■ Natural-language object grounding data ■

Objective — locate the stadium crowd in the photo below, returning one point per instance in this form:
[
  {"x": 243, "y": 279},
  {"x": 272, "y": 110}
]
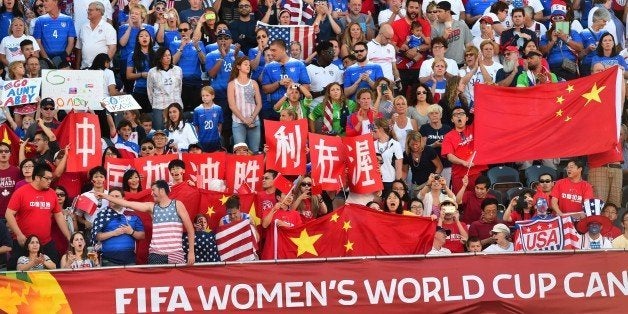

■ WHAT THIS TASK INVOLVES ■
Write out every entry again word for word, without any of the pictures.

■ RESPONSE TO THE EXERCISE ■
Objective — locate the stadium crowd in the photo below, returning one point per instance in this form:
[
  {"x": 243, "y": 279},
  {"x": 272, "y": 110}
]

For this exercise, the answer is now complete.